Your tasks:
1. Answer these three questions using the article on global AMR progress.
(a) Of the 151 countries surveyed, what share have a fully developed plan covering the One Health spectrum?
(b) In what month did India launch its multi-sectoral effort to curb AMR?
(c) By what deadline did the G20 leaders pledge to implement national action plans?
2. Pick up the article on global AMR progress after its last sentence and continue it.

---------- Document excerpt

Report highlights progress made in global AMR fight
A new report from the United Nations Foundation and the Wellcome Trust is highlighting the progress that’s been made, and the work that needs to be done, in the year since world leaders made a commitment to address antimicrobial resistance (AMR).
The report, published a year to the day that the United Nations (UN) General Assembly agreed to address the root causes of AMR and take action to tackle the problem, shows that many nations are following up on their pledge to encourage more responsible use of antimicrobials in human medicine and agriculture. Out of 151 countries recently surveyed, 85% say they are developing or have developed national action plans on AMR and 52% have a fully developed plan that addresses the One Health spectrum of human, animal, and environmental sectors.
Among these countries is India, frequently viewed as a poster child for unregulated use of antimicrobials. India launched a multi-sectoral effort to curb AMR in April.
Key policy efforts
Progress has also been made in global governance, the report notes. The Inter-Agency Coordination Group (IACG), a body formed to provide guidance and ensure sustained global action, held its first official meeting and adopted a Framework for Action.
The IACG, which will report back to the UN on global progress in 2018, is seen as providing important leadership in the fight against AMR. And in July, the leaders of the G20 nations reaffirmed their commitment to fighting AMR, pledging to implement national action plans by the end of 2018 and promote prudent use of antimicrobials in all sectors.
UN Foundation president and CEO Kathy Calvin says these much-needed actions are an indication that awareness of AMR is growing among policy makers. “AMR is a challenge that spans an enormous cross-section of modern life around the world,” she writes in the report. “This global problem needs a global response.”
In committing to the 2016 draft declaration on AMR, UN member states agreed to a blueprint that was put forward by the World Health Organization (WHO) in 2015. The WHOs global action plan called for nations to improve public awareness and understanding of AMR, increase surveillance for drug-resistant organisms, reduce the incidence of infection through improved sanitation and hygiene, promote antimicrobial stewardship in human and animal health, and increase investment in new antibiotics, diagnostics, and vaccines. These goals were to be the basis for national AMR actions plans.

--------------------
---------- Dataset

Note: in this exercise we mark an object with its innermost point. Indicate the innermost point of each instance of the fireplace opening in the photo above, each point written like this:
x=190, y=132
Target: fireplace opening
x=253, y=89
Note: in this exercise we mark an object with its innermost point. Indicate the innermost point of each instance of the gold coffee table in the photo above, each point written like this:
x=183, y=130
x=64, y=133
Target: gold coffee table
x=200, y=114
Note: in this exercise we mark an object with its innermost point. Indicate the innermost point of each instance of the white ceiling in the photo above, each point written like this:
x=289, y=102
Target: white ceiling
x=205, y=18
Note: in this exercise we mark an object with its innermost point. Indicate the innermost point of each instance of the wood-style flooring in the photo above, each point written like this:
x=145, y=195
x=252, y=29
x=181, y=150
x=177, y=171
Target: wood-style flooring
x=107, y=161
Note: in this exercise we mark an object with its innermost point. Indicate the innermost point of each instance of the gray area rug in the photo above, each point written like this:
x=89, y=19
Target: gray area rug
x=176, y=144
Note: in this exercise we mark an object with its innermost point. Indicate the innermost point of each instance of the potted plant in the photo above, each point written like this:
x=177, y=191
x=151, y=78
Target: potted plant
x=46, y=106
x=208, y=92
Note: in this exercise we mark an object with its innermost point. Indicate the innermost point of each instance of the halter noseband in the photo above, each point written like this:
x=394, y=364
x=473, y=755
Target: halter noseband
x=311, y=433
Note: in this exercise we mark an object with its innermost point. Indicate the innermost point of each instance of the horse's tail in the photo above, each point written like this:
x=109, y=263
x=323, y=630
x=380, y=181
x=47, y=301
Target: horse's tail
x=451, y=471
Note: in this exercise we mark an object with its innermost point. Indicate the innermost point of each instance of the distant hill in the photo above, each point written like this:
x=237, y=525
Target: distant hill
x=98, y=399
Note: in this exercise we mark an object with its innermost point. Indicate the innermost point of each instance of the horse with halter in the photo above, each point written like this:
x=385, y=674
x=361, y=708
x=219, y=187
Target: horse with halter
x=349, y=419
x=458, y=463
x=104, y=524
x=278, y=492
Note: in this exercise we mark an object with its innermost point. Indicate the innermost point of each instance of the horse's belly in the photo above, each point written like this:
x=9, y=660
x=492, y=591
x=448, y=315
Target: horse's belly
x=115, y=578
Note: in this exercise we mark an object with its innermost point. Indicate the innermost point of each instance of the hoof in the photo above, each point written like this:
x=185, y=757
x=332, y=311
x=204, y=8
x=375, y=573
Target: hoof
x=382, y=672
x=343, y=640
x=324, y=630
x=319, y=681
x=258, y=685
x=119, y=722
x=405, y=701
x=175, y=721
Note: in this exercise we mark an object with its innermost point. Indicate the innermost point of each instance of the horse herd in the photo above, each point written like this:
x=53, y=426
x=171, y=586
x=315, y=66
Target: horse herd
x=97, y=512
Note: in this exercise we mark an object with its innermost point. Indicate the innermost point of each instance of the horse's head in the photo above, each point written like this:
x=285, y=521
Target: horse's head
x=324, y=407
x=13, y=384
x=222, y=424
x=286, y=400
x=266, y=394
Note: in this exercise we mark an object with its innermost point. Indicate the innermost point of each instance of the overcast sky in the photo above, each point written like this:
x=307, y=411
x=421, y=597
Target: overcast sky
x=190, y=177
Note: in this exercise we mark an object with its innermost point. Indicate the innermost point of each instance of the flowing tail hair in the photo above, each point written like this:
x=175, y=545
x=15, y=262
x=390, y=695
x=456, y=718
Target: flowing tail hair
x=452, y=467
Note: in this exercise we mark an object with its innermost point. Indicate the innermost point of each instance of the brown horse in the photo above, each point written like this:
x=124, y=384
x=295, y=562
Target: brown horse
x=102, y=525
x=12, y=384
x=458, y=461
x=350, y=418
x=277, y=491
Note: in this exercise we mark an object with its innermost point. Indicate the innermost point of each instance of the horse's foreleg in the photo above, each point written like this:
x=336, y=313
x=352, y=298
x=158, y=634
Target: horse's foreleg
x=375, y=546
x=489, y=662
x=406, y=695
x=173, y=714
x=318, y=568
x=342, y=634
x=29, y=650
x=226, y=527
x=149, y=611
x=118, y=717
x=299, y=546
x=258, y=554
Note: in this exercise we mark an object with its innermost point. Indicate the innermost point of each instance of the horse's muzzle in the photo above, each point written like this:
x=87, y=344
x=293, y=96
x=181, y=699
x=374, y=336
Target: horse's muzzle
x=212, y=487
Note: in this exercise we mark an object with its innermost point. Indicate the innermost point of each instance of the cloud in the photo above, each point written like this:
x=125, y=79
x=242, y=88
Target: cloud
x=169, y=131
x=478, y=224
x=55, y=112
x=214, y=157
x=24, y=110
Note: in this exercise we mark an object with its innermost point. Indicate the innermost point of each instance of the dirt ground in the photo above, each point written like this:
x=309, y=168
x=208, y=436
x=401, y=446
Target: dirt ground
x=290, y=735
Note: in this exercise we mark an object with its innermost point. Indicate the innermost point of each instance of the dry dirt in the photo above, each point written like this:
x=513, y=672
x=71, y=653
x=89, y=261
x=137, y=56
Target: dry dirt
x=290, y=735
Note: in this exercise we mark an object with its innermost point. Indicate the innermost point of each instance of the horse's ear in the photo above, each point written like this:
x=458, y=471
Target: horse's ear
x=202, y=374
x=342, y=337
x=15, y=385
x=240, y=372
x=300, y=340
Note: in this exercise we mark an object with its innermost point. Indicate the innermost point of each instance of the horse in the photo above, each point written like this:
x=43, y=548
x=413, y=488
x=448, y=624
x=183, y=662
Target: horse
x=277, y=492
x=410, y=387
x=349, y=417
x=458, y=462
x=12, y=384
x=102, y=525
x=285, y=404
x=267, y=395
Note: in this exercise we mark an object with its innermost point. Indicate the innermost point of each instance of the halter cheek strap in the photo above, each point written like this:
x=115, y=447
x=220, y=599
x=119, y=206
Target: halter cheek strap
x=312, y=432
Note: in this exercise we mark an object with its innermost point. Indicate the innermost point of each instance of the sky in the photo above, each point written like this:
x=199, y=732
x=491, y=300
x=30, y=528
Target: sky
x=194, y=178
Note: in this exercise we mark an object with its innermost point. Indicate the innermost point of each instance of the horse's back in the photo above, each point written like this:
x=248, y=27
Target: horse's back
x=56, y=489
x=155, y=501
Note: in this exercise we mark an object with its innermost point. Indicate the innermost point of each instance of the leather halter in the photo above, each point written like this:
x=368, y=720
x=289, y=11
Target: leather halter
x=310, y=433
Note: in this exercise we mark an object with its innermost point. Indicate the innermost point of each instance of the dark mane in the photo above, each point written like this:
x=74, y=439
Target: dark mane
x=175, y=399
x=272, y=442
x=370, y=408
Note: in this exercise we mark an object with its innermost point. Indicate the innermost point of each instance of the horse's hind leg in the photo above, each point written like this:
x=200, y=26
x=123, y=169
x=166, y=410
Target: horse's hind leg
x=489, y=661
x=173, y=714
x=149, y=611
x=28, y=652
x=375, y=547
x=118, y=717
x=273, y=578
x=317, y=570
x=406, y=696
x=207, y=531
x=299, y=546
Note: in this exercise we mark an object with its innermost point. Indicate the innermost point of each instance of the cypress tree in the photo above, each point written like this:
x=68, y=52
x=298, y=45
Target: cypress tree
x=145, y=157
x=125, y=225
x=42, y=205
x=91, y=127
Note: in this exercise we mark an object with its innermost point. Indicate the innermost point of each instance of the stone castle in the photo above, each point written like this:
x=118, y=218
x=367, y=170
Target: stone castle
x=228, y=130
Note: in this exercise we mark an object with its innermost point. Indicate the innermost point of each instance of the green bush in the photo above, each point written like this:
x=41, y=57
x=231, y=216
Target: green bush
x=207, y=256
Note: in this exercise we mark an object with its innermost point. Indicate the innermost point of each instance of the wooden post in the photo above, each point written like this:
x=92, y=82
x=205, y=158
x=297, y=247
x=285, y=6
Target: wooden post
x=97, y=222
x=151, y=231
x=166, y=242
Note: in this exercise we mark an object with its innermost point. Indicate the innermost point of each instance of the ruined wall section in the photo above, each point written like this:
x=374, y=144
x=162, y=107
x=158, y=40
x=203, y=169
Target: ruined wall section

--------------------

Outputs in order:
1.
(a) 52%
(b) April
(c) By the end of 2018

2.
The One Health approach
The report highlights significant global efforts to address overuse of antimicrobials in food-animal production during the past 12 months. These efforts include China pledging to gradually end the use of medically important antimicrobials as animal growth promoters; the UK Department for Environment, Food and Rural Affairs setting long-term targets for the reduction of antimicrobials in UK agriculture; and the US Food and Drug Administration finalizing a rule that requires medically important antimicrobials to be authorized by a veterinarian and used only for disease treatment and prevention.
In one of the more far-reaching efforts, Vietnam’s Ministry for Agriculture and Rural Development announced that all antibiotics will be banned from use in livestock after 2020.
These policy actions in the animal health sector have been aided by industry and non-profit groups, the report adds, citing increasing focus on the issue from global food leaders and food producers. In particular, companies like McDonald’s, Kentucky Fried Chicken, and Tyson Foods have made pledges to end the use of medically important antibiotics in the chicken they sell.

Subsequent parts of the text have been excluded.